__TASK TO CARRY OUT__.
Reproduce exactly the line with "request: boxes for man's leg" and every line that follows it below, up to and including the last one. Do not include pictures or anything else.

__RECORDS SUPPLIED__.
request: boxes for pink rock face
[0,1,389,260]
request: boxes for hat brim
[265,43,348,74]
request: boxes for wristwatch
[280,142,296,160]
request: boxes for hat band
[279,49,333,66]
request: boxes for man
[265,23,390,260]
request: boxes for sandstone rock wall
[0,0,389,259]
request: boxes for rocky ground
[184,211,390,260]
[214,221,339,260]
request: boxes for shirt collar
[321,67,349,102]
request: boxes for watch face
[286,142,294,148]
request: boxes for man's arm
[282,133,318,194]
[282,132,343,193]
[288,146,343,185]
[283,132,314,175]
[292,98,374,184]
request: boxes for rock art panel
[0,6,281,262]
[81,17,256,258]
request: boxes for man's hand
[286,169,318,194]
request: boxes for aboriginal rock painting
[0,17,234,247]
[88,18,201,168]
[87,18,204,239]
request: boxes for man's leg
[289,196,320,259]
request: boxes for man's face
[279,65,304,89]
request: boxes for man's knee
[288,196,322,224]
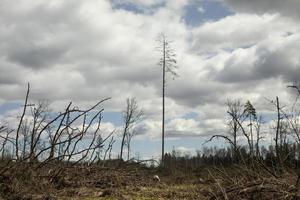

__RESULT OF THE TASK__.
request: boxes for man's leg
[289,196,320,259]
request: boxes for man's face
[279,65,304,89]
request: boxes for man's knee
[288,196,322,224]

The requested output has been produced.